By taking these actions, enterprises can significantly reduce True-Up costs.
The focus is to only pay for what delivers value and to avoid paying for mistakes or lack of oversight. Optimizing before writing that True-Up check is one of the best cost avoidance techniques in software licensing.
Negotiation and Renewal Strategies
While the True-Up itself isn’t a negotiation point (prices and terms are set in the EA contract), the information and experience you gain from it are invaluable for negotiating your Microsoft Enterprise Agreement renewal.
Microsoft’s sales teams often have “price uplift” expectations for renewals, commonly targeting a 10-20% higher spend than in the previous term.
They assume your organization’s use of Microsoft technology will expand and try to price the new agreement accordingly.
However, armed with data from your True-Ups, you can push back on these assumptions and negotiate more favorable terms.
Leverage True-Up data:
Well before your EA expires (ideally starting 6-12 months in advance), analyze all the True-Up reports from the current term. Identify areas where you over-licensed or under-used software – these are opportunities to reduce quantities or cut products in the next agreement.
Additionally, identify areas where you experienced unexpected growth – this is where you may need a higher quantity, but also where you can inquire about a volume discount or a different licensing model to save money.
For example, suppose you purchased 20% more SQL Server cores during the term due to new projects, which would be reflected at renewal.
In that case, you might negotiate a better tiered price for SQL Server or consider an Unlimited License Agreement (if it makes sense) to accommodate such growth more cost-effectively.
Negotiate early and assertively:
Engage with Microsoft (and/or your reseller) to clearly outline what you do and don’t need going forward.
If only 800 of your 1,000 Office 365 E5 licenses are actively used, plan to renew for 800 (dropping 200 unused licenses) and use that change as part of your negotiation strategy.

☆ ☆ ☆

Task set
(A) Reproduce word for word the part of the passage on Microsoft Enterprise Agreement renewals starting with "For example, suppose" and going on through "your negotiation strategy.".
(B) Pick up the passage on Microsoft Enterprise Agreement renewals after its last sentence and write the next part.

Raw data
☆ ☆ ☆

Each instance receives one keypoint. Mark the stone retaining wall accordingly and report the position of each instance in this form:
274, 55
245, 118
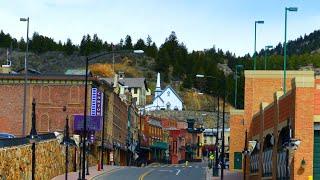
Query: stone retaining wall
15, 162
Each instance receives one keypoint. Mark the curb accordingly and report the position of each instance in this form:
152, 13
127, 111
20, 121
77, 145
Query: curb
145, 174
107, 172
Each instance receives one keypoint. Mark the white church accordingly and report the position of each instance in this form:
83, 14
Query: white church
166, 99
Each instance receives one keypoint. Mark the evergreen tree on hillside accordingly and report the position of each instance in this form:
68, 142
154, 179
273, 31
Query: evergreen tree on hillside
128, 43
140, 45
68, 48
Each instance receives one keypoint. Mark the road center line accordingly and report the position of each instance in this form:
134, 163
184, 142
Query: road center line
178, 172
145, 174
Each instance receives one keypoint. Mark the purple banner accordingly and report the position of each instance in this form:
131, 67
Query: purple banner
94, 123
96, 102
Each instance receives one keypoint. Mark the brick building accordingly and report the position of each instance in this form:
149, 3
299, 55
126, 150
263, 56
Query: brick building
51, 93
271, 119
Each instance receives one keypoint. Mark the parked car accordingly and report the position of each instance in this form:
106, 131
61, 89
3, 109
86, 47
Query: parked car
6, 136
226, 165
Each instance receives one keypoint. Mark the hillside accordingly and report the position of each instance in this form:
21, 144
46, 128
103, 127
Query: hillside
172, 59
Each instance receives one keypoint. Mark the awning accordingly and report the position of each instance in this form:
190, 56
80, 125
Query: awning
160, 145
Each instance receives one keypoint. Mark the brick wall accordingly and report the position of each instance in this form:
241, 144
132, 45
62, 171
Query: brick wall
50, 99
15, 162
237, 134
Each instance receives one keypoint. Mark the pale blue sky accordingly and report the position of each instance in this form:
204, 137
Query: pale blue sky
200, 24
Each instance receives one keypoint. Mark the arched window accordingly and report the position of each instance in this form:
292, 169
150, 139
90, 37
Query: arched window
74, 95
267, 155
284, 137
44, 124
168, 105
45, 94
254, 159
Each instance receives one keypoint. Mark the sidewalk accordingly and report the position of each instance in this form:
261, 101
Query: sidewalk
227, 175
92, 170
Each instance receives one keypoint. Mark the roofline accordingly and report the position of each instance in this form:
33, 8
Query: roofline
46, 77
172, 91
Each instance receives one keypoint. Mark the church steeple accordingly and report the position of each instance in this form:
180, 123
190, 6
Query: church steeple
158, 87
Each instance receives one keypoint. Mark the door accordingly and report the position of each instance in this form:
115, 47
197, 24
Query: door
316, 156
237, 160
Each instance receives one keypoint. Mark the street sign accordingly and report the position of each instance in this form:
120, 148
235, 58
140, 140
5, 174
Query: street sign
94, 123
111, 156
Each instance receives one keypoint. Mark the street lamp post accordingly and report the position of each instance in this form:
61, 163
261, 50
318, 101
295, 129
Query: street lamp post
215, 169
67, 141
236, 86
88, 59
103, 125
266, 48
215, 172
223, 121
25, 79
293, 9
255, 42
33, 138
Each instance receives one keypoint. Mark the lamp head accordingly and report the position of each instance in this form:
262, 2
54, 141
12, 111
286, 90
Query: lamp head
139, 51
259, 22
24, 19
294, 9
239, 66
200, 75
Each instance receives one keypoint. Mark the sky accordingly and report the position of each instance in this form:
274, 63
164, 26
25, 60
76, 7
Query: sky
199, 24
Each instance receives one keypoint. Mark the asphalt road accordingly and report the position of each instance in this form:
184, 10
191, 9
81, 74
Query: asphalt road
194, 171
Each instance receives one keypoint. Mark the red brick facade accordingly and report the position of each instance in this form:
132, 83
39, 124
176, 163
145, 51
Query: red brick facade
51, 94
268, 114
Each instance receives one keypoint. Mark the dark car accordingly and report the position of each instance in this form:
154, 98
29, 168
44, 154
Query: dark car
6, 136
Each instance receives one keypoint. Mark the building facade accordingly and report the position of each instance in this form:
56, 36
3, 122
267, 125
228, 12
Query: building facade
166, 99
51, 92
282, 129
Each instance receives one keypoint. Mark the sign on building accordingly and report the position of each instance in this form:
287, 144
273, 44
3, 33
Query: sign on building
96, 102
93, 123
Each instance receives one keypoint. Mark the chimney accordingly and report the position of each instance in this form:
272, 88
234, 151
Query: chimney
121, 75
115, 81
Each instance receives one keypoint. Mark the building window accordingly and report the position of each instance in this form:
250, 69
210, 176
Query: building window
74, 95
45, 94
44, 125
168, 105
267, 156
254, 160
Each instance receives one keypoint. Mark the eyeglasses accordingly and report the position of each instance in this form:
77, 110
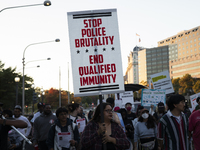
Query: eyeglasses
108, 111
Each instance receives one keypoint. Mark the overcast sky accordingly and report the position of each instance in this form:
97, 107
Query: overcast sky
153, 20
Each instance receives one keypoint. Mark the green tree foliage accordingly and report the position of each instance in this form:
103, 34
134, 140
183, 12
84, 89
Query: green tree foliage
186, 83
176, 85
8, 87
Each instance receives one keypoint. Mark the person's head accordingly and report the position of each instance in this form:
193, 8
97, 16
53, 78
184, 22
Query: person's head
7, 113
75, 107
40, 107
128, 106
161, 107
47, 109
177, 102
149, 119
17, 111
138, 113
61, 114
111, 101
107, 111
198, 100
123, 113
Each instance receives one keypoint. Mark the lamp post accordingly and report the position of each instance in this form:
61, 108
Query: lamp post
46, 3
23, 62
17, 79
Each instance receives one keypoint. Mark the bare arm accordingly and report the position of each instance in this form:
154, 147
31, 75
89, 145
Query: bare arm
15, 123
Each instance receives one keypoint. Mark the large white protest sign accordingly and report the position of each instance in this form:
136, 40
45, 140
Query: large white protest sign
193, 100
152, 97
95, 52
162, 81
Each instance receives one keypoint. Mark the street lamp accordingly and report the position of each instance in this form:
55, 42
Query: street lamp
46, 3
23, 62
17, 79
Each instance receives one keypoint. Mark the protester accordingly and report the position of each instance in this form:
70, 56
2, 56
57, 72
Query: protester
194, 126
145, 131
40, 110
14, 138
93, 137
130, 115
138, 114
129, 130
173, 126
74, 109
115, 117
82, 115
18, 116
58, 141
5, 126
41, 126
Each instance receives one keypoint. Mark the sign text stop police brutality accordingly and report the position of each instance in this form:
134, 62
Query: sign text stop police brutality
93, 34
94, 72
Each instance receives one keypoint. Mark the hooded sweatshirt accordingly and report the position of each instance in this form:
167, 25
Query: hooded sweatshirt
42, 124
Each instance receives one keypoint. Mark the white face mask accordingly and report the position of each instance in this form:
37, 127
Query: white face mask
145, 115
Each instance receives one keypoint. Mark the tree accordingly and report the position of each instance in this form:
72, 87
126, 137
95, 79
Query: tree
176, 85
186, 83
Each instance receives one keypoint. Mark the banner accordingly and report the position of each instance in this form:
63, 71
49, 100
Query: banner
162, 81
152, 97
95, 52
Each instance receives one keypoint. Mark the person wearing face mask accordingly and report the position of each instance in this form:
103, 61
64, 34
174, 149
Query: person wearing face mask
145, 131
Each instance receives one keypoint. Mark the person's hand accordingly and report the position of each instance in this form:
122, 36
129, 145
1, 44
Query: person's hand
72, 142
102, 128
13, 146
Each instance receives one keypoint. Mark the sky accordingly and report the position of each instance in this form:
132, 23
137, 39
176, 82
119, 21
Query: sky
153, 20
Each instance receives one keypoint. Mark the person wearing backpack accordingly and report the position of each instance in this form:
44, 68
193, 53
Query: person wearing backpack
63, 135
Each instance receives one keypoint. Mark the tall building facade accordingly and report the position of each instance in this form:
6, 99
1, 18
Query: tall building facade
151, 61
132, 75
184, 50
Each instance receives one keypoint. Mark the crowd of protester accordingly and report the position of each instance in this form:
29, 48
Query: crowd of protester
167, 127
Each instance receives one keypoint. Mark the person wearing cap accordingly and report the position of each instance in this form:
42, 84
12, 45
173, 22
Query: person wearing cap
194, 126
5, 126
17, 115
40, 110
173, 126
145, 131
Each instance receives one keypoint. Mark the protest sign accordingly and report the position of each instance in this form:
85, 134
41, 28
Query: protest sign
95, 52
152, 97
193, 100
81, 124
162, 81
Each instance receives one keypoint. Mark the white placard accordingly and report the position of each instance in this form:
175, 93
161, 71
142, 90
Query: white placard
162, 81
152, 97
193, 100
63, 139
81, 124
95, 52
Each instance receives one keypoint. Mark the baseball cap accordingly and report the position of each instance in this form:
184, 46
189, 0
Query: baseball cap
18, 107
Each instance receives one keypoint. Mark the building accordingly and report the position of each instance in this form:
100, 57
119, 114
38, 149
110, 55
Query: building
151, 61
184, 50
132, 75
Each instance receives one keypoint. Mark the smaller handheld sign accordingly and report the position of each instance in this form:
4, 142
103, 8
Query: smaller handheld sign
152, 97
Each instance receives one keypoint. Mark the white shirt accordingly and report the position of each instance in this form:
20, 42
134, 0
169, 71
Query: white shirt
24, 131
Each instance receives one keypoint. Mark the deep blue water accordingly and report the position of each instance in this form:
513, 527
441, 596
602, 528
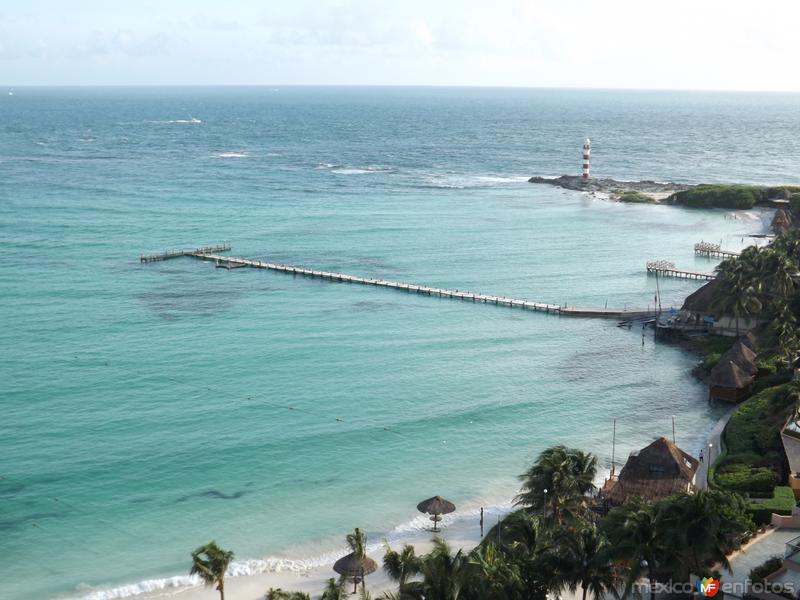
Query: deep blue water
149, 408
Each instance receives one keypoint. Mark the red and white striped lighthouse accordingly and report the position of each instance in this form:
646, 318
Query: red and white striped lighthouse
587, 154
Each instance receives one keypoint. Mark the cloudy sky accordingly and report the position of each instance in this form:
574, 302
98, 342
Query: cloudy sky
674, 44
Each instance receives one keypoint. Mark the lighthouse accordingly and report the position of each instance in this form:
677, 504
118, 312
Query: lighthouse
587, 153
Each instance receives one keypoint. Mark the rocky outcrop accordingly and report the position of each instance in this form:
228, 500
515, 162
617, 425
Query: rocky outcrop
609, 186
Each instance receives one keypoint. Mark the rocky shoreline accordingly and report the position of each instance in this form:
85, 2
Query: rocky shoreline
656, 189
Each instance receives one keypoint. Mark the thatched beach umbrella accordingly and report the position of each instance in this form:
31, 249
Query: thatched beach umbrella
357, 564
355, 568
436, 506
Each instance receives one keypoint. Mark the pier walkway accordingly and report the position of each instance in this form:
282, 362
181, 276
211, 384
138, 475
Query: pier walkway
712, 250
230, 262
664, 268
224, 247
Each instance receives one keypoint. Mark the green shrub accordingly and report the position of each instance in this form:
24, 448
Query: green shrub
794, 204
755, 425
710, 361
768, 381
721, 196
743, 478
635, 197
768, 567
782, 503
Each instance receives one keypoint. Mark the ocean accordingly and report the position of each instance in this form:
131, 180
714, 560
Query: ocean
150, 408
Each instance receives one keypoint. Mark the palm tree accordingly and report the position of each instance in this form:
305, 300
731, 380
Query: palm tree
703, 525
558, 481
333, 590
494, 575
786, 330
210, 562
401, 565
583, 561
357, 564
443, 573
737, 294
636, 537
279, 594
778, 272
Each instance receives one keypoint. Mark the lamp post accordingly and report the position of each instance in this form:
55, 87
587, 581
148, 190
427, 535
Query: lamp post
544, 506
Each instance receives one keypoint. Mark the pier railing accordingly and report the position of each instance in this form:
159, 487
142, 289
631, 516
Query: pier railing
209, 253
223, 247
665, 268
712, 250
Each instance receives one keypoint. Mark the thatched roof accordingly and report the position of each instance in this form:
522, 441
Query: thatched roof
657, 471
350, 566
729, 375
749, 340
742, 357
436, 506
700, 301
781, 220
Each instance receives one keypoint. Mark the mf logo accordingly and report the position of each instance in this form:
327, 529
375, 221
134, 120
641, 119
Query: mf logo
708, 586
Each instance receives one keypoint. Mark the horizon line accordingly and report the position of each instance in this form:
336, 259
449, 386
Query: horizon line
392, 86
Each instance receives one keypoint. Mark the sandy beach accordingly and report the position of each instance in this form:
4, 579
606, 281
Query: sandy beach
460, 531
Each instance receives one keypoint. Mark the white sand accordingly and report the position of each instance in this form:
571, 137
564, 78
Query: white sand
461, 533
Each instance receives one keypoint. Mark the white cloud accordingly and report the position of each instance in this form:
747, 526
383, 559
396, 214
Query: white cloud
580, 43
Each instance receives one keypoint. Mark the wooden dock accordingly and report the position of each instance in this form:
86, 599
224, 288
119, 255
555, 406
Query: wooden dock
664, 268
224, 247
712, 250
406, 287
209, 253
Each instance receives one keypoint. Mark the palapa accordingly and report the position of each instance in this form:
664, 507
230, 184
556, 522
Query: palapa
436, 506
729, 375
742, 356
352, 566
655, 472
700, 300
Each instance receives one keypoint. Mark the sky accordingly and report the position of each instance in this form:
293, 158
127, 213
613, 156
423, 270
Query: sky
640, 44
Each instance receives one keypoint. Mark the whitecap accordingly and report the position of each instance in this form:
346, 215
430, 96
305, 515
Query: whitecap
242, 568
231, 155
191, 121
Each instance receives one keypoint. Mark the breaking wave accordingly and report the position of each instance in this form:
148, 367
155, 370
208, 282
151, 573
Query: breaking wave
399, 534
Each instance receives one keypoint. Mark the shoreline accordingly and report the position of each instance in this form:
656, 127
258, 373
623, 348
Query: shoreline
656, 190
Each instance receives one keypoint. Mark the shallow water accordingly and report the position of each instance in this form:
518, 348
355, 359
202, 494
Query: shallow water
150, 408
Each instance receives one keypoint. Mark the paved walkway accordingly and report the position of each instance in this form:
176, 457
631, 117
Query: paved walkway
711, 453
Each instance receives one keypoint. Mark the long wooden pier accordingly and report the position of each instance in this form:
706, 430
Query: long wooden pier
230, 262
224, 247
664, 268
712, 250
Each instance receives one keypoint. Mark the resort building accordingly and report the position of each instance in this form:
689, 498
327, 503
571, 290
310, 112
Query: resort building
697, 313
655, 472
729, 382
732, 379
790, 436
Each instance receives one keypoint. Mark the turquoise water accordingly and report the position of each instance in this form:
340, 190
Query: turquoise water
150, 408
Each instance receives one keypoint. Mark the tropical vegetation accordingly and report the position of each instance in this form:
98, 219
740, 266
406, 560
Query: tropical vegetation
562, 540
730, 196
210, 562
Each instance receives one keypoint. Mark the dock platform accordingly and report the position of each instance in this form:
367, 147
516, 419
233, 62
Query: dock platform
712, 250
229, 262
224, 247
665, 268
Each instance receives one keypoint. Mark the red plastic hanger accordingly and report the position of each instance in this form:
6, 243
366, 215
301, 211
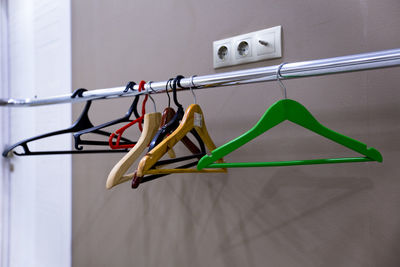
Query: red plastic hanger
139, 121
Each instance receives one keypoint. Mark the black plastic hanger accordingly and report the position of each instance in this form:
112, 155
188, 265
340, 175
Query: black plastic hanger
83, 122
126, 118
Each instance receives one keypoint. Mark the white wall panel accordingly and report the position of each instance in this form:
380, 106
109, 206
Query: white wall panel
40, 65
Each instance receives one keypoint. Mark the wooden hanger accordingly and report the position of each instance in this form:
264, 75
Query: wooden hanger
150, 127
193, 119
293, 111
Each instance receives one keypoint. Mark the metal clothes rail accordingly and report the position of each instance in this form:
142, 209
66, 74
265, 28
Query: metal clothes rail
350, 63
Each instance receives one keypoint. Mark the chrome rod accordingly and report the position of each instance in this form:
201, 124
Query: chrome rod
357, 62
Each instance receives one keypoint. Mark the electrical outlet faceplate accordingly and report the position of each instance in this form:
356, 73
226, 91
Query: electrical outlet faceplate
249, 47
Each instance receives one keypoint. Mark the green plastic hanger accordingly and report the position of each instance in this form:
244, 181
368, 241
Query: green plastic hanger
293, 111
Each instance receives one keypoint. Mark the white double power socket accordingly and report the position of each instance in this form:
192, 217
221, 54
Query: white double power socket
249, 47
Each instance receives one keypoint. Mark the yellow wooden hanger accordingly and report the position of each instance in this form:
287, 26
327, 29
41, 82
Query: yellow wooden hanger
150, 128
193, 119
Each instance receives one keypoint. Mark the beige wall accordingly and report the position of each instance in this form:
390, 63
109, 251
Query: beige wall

☆ ☆ ☆

Response list
(A)
For example, suppose you purchased 20% more SQL Server cores during the term due to new projects, which would be reflected at renewal.
In that case, you might negotiate a better tiered price for SQL Server or consider an Unlimited License Agreement (if it makes sense) to accommodate such growth more cost-effectively.
Negotiate early and assertively:
Engage with Microsoft (and/or your reseller) to clearly outline what you do and don’t need going forward.
If only 800 of your 1,000 Office 365 E5 licenses are actively used, plan to renew for 800 (dropping 200 unused licenses) and use that change as part of your negotiation strategy.

(B)
Microsoft may resist the reduction or attempt to upsell other services to compensate for the revenue loss, but having hard usage evidence strengthens your case. Also, if Microsoft proposes a price increase on certain products, question it.
Ask for justification and present your counter: perhaps you can commit to a longer term or a broader product adoption in exchange for maintaining or lowering unit prices.
Explore contract options:
Renewal is the time to consider if the Enterprise Agreement is still the right vehicle.
Microsoft now offers alternatives, such as the Microsoft Customer Agreement (MCA) or cloud subscription models, that may be a better fit if your company has changed in size or IT strategy (for instance, if you’re now more cloud-focused).
Even within an EA, you can negotiate terms like price caps on specific products, flexible quantity adjustments for certain subscriptions, or pilot programs for new technology.
Use the leverage of renewal – Microsoft wants to keep your business – to secure concessions.
If you’ve managed your True-Ups well, you’ll have a reputation as a savvy customer, which can lead Microsoft to bend a bit more in negotiations to avoid losing you.
Address future needs and avoid surprises:
Communicate any foreseen changes in your organization during negotiation.
If you anticipate an acquisition or divestiture, discuss how it might be handled in the contract (e.g., include clauses for adding a large number of users at the same discount or the ability to transfer licenses if part of the company is sold).
By covering these scenarios up front, you won’t be stuck later paying higher costs because “it wasn’t in the contract.”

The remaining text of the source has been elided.